▶ [EXERCISE AIM]: Count the lines in the material below that contain the string "wall". Reply with the number only.

[Stored data]
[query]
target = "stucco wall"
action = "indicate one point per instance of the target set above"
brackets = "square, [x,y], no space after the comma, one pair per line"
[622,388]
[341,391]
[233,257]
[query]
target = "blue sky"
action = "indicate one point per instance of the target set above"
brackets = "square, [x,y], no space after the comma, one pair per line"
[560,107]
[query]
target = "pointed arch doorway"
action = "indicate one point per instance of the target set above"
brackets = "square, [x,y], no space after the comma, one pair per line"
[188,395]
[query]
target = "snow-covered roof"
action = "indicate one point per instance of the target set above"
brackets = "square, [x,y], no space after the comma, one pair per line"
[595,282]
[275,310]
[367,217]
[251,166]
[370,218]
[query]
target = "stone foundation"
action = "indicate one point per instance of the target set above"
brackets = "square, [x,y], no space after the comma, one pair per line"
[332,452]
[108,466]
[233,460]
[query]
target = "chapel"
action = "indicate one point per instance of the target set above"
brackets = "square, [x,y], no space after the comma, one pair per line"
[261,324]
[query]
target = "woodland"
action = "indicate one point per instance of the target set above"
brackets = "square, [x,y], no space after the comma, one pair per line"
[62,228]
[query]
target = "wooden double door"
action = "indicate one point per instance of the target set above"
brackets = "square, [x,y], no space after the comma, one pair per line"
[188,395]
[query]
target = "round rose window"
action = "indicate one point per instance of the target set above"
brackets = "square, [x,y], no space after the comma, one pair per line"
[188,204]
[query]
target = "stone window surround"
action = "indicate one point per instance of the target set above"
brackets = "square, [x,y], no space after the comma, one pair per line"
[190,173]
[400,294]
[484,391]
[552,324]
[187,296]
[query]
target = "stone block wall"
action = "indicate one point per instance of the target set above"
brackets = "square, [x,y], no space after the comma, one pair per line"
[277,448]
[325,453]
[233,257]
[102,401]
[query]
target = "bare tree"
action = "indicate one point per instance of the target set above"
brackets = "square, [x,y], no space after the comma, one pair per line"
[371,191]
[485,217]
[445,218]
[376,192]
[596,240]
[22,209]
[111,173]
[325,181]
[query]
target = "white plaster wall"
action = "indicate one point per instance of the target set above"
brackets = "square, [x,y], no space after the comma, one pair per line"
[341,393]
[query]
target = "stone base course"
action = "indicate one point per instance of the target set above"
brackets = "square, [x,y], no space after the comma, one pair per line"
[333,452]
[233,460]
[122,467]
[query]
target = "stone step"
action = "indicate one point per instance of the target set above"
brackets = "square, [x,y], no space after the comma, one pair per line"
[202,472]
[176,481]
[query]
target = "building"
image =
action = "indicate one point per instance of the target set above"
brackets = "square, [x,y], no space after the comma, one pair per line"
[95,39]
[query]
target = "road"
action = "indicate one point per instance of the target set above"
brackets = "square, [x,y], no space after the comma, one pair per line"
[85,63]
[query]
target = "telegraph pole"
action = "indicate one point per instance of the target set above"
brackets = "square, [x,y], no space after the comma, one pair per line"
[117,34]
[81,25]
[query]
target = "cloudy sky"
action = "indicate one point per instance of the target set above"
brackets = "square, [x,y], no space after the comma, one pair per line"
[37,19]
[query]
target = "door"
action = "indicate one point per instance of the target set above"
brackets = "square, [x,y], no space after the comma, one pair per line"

▶ [THE ANSWER]: 3